-- Information provided start --

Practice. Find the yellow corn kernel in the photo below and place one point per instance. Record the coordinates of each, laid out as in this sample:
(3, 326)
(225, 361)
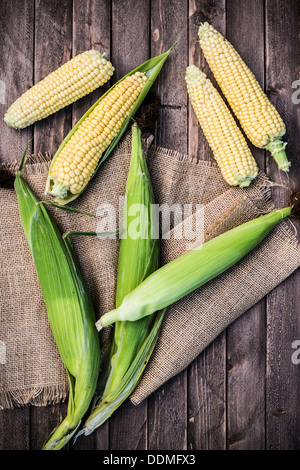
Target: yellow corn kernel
(73, 80)
(229, 146)
(259, 119)
(93, 137)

-- Information provided end --

**Job:** Can you write out the rows above again in full, requests included but without the pictures, multiplying each coordinate in the answers by 1.9 and rounding to whole numbers with halves rounded up? The numbers in the requests and their format samples should stay as they are.

**Answer to the exercise:**
Practice. Find the yellow corn kernel in the photo below and place one point per instance. Record the coordinates of each, laid out as in this sample:
(3, 326)
(225, 361)
Target: yellow corn kernel
(139, 152)
(435, 277)
(492, 226)
(177, 260)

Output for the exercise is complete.